One may also wonder why a secret government organization dealing with aliens would call on a civilian scientist like Bracket. Why get an outsider? I guess she’s called in, just because. But then, I don’t really care. In a movie with mostly male characters? Ms. Munn’s presence is definitely most welcome. That is, she may be half as convincing as a scientist but she does well enough during the fights scenes, which is, practically the rest of the movie. Yes, that’s bonkers, I agree. But you practically forget she’s a scientist the moment she chased the predator with a tranquilizer gun. And you think that she definitely wanted a piece of that Predator and she clearly wanted it alive despite the fact that it leaves a pool of dead people in and out of the lab after it was suddenly awaken.

At the very least, Black wrote characters that leaves impressions on screen. Not necessarily fully realized characters, but distinguishable characters, some more memorable than others. Character motivations aren’t always clearly spelled (i.e., Casey staying with Quinn and the Loonies, Will Traeger’s obsession with space aliens) but in a Predator movie, what bigger motivation could there be than survival? So, Casey, Quinn, Nebraska and rest of the Loonies (reluctantly at first) banded together to protect Quinn’s son Rory (Jacob Tremblay) against the Predator and movie’s human antagonist, government bigwig Will Traeger (scene-stealing Sterling K. Brown).

And the action? The action scenes come fast and they’re staged clearly and coherently shot and edited. That’s more than one can ask for nowadays. There’s unconvincing CGI Predator dogs, but I like how Black turned one lobotomized dog into plot device later in the movie. And there are a number of crazy cool scenes that surely pleased the 16-year old-R-rated-brutal-violent-action-movie-fan in me. There’s blood from a hanging mutilated corpse dripping on an incapacitated Predator lying underneath, revealing its ugly face to McKenna. There’s the hilariously violent scene where Rory goes for trick or treat in a Predator costume (using actual Predator helmet and gauntlet) and accidentally shoots a bully. The final shootout in the forest? Will Traeger’s comeuppance? All right up my alley. The gory splatter-fest promise of Predator movies, which wouldn’t work for me if Black and Dekker’s characters were just bland, forgettable or not funny.

Exercise instructions: Pick up the review of the Predator movie after its final sentence and keep writing in the same voice.

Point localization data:
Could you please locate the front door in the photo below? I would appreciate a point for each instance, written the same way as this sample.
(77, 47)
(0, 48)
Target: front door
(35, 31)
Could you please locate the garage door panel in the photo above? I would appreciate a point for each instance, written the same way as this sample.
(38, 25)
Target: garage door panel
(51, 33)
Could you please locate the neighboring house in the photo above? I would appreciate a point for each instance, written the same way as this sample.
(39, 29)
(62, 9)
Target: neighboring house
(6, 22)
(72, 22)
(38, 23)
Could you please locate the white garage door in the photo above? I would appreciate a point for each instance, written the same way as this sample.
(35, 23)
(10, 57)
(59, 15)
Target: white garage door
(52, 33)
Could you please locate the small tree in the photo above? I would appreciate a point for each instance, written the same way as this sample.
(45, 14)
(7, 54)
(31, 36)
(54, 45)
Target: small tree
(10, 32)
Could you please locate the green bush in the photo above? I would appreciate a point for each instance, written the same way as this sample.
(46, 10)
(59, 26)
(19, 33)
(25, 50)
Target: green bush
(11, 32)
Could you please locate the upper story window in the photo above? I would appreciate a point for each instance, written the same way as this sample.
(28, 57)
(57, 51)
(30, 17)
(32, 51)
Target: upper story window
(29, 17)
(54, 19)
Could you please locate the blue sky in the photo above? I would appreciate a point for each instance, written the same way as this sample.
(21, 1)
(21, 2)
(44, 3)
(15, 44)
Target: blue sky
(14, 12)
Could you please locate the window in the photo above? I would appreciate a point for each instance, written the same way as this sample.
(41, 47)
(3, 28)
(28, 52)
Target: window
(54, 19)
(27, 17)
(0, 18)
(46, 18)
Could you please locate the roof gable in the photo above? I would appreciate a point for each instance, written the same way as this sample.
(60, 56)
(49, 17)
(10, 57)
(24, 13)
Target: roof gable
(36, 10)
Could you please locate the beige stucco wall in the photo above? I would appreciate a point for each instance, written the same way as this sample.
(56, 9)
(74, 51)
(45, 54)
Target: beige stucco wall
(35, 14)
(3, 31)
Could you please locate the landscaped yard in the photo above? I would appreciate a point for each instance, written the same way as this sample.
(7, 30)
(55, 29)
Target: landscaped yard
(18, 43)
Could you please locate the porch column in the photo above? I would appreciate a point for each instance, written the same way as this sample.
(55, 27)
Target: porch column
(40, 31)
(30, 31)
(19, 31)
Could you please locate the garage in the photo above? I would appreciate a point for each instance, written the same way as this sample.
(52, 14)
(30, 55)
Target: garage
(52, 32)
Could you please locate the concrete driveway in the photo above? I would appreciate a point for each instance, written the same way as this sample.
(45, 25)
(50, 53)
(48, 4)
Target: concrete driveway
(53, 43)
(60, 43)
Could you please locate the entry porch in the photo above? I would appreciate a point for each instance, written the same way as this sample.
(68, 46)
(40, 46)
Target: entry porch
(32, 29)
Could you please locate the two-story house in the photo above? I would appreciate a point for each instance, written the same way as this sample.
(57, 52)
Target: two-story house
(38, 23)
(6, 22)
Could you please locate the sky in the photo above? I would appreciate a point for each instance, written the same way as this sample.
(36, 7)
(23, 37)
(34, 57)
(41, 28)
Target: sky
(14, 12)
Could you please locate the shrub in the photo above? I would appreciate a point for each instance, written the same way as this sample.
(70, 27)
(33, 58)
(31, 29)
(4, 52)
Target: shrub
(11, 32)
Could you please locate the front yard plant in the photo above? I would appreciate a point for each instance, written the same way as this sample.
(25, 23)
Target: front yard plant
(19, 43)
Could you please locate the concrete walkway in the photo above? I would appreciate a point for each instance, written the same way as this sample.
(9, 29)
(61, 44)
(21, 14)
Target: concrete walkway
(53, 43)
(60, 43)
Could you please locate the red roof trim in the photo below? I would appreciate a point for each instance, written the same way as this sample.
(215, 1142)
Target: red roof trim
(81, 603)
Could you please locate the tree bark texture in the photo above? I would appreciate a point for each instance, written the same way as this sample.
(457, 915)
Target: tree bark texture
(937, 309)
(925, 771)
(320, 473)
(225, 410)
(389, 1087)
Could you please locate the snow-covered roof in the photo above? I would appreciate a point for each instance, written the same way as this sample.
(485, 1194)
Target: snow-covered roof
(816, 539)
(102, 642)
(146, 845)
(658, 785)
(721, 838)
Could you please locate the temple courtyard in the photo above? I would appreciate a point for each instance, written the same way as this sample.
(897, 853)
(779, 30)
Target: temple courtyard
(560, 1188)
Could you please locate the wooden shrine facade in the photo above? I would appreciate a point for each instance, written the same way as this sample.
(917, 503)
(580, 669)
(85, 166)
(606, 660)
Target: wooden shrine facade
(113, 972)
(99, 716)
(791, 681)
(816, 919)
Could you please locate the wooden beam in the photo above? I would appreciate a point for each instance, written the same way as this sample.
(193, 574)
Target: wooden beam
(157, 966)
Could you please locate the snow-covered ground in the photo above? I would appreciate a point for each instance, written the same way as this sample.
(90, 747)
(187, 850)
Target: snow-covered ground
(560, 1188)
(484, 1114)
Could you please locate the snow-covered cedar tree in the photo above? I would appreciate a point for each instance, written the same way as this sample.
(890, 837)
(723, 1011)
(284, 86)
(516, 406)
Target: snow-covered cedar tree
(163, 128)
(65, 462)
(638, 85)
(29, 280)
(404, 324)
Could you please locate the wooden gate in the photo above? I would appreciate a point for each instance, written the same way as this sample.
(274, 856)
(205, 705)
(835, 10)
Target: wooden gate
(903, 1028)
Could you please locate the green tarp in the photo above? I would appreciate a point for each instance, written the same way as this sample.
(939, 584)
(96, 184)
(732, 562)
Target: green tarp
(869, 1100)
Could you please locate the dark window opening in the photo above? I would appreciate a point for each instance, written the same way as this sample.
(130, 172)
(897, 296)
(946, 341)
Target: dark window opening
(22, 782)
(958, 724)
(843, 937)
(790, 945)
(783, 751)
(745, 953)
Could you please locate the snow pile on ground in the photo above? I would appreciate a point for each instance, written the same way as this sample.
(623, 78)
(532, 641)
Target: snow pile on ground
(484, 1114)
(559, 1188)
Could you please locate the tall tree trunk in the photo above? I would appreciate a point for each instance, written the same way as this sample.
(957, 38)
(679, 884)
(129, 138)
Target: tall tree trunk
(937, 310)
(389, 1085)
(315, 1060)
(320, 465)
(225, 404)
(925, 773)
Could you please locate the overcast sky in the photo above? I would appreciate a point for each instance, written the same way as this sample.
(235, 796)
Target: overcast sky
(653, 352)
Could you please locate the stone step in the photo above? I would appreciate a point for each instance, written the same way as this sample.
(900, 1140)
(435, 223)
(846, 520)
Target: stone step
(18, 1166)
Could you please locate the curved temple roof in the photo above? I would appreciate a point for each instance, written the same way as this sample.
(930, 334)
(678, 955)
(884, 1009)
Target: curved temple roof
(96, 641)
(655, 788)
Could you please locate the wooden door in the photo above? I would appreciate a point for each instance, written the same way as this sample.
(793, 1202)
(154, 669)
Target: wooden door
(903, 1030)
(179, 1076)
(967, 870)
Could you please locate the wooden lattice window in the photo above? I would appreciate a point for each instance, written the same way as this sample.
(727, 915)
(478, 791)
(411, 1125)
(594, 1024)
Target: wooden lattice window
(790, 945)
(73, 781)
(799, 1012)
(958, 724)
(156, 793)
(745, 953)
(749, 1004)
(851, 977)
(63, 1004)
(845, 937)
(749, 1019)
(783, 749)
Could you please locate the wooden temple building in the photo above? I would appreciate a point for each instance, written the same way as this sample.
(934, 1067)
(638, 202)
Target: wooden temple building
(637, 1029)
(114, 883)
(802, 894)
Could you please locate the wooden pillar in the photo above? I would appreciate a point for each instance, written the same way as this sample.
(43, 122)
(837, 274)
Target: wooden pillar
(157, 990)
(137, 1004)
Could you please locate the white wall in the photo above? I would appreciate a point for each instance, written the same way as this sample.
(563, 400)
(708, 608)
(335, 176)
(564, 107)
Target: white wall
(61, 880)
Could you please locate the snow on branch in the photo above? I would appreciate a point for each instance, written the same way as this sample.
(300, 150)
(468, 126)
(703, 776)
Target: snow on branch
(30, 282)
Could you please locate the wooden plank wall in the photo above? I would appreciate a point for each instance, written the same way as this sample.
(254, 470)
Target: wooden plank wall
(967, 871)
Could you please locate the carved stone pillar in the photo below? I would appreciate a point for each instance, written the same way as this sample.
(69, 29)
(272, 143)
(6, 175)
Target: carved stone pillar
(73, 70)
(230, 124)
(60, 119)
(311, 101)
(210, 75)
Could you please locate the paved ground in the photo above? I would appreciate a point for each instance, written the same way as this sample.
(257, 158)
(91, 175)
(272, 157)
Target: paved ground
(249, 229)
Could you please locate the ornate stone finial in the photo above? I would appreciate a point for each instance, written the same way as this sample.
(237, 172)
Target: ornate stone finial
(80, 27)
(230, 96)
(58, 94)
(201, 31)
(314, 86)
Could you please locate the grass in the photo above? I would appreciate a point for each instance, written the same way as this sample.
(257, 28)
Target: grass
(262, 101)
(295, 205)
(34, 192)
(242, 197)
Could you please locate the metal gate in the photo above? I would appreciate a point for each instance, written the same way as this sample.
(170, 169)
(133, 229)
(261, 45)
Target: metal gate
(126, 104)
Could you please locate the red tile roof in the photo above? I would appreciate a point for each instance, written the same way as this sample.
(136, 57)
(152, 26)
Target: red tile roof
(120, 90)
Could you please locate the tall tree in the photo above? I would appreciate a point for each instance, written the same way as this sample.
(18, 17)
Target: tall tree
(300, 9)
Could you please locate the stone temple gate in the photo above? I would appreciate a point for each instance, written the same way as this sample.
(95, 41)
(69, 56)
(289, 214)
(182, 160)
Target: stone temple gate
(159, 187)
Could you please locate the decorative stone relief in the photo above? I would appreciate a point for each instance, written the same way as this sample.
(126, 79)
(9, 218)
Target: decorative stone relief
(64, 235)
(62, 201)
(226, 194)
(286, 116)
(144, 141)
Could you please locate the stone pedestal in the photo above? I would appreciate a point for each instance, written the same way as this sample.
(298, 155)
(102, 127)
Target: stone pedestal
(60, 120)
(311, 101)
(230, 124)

Response below:
So, what’s not to like? The premise that Predators are taking human DNA to upgrade themselves is dumb. Sure, I’d agree with that. But wasn’t Thanos gathering magic stones to wipe out half the universe population, because, resources, just as dumb? Okay, Black’s Predator’s probably dumber. But if you think about it, there really isn’t much plot in the original movie. The Predator hunting people, warriors, soldiers for sports? Do we really need another movie built on that? Oh, yeah, we had Predators (2010), which was fun, if ultimately predictable. Complaints about the movie’s outdated views on autism and Black’s limited roles for female characters are all quite valid. Add to that the crude humor, and one could say that Black and Dekker’s script is deeply ingrained in ’80s action filmmaking with PTSD taken as substitute for machismo and jingoism supposedly subverted in the 1987 original.


Is the editing that bad? Did the re-shoots ruined it? Well, there are some missing plot details here and there (e.g., how did they get that RV), none of which are big enough for one to not make sense of the whole thing. And there are enough slow and quite moments for the script to establish its characters before it proceeds with the nastier bits in the third act.

So, if you’d ask me, The Predator isn’t as bad as the negative reviews would have you believe. Having no pre-established expectations, I’d say the movie is pretty okay. But I get it now, why The Predator is the most hated horror/action movie of 2018. Black and Co. messed up with the franchise’s established norms. The Predator is a deviant.

If there’s one thing to learn here, it’s that you don’t mess with the fans’ expectations, don’t mess with the tone, the established “whatever” of a franchise. Most fans came in expecting a suspenseful horror action movie. Most of them were thrown off and disengaged early on when it turns out to be an R-rated comedy.